Named-object pointing records:
----------

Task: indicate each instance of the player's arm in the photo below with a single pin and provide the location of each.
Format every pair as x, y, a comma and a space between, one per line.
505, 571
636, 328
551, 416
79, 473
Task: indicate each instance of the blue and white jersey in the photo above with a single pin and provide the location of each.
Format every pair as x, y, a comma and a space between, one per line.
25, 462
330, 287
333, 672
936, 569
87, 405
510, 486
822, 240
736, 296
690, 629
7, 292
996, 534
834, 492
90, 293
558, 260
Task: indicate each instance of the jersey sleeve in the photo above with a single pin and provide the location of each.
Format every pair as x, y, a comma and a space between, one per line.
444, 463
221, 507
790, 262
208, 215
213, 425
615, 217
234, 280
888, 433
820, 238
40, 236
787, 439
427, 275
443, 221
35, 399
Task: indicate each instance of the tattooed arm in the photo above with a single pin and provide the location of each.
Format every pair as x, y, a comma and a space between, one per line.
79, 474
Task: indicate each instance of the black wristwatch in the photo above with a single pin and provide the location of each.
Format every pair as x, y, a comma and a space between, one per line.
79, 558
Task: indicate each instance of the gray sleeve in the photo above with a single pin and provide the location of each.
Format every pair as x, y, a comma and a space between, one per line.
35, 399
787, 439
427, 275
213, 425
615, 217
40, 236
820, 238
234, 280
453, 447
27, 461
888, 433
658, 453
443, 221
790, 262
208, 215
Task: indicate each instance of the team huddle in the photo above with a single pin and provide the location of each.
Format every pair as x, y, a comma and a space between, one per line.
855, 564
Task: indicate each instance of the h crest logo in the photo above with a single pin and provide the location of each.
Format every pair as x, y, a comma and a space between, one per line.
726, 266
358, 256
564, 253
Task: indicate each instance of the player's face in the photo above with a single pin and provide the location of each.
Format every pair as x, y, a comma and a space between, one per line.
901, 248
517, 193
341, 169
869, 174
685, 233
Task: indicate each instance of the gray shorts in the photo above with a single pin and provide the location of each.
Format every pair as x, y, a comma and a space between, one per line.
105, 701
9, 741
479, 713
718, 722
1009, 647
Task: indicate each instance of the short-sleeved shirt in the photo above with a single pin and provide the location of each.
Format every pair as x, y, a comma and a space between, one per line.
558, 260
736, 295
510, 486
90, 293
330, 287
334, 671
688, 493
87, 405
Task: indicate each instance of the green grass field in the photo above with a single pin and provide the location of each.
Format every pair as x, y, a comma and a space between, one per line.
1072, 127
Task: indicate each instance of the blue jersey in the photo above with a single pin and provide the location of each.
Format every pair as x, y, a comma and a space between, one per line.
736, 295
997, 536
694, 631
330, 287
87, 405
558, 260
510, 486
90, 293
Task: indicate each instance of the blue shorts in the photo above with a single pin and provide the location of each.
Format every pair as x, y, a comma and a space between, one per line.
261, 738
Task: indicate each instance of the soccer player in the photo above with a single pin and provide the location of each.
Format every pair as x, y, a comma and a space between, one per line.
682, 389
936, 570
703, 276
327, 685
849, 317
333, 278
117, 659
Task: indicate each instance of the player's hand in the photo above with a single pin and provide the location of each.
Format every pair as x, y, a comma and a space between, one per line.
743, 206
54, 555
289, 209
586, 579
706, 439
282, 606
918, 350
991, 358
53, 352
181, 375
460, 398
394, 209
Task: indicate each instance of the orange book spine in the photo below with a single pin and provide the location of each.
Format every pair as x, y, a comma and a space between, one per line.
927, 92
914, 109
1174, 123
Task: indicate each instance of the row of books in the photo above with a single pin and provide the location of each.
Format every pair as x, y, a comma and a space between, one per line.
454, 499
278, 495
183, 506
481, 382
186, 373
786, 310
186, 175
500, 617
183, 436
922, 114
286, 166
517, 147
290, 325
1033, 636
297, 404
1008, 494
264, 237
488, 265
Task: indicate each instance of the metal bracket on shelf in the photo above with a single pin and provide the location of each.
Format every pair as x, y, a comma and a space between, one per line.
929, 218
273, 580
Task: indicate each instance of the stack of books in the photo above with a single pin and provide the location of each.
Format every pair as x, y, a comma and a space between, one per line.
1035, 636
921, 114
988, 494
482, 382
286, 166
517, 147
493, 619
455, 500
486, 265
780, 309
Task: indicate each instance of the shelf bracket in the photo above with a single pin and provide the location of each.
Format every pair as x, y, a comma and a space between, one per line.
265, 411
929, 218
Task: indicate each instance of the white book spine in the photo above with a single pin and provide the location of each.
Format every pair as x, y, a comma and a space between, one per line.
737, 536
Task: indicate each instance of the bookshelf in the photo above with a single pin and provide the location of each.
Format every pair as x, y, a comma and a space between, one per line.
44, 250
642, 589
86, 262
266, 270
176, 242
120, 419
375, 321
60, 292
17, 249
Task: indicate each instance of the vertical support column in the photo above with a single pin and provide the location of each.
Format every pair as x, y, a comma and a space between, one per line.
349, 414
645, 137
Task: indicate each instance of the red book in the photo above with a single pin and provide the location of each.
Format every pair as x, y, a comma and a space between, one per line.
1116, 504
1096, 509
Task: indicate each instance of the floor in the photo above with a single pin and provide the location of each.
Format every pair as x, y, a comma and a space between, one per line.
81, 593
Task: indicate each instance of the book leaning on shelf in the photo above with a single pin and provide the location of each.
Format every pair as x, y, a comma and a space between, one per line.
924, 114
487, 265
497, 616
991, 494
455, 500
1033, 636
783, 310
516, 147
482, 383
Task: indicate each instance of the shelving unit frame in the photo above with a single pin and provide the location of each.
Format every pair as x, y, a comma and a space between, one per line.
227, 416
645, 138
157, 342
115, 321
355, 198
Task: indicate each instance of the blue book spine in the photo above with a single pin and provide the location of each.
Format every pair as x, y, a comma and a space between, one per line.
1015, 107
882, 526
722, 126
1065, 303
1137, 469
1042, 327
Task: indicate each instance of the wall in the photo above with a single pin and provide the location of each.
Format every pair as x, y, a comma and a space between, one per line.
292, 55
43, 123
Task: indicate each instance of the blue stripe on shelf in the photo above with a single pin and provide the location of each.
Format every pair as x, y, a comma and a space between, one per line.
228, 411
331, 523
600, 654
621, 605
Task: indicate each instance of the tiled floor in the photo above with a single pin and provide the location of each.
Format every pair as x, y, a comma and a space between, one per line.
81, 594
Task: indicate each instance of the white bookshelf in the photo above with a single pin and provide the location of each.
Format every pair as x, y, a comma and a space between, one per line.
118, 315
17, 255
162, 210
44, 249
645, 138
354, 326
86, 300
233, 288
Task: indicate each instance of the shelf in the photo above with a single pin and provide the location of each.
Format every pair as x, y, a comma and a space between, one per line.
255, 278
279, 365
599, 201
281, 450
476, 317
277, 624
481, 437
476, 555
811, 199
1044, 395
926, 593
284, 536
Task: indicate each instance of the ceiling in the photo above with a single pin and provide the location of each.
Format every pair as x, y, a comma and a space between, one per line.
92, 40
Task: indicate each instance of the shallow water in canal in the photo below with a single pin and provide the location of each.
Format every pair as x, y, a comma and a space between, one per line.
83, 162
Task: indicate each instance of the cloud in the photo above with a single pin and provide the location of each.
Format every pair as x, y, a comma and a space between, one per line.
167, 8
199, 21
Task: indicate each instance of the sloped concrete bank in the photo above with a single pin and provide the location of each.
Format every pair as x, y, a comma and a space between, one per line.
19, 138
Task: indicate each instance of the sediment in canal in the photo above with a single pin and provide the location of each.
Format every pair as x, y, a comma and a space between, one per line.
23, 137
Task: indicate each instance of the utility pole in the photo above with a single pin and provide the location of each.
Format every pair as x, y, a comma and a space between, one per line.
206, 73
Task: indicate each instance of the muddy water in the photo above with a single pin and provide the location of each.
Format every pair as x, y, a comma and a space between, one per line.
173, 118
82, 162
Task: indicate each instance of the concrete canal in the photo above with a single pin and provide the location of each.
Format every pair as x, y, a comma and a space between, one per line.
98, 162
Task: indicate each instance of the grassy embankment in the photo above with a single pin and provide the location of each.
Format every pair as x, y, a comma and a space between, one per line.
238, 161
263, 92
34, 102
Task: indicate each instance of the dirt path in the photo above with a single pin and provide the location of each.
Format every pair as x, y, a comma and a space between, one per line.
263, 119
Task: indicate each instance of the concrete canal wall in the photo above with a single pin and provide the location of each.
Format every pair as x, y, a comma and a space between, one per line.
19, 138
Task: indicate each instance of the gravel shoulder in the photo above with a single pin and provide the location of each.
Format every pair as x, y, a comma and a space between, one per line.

----------

Starting with the line that contains "Task: indicate each instance of the concrete canal in", print each line through the last one in the listing. Include both end lines and add nothing.

Task: indicate each instance of the concrete canal in the photo above with a single pin and provide the location of each.
Format every pair as x, y, a comma and a space between, one per line.
98, 162
Task: indicate each instance of the grassy embankment in the photo above with a single pin and provide the location of each.
Format every pair as x, y, a comma and a space between, one per line.
238, 161
263, 92
34, 102
Task: indicate each instance of the dirt path in the photo above with a single pin and provide the location of each.
Format every pair as x, y, a comma and a space between, one per line.
263, 119
Task: indicate each instance of the concrete canal wall in the photo above with a single pin and provide the location of each.
Format every pair as x, y, a comma and a space between, one per line.
19, 138
Task: indicate each instance of the gravel shoulder in the photo above with a single pin and provide the location of each.
Format every pair as x, y, a comma and a space between, one per line.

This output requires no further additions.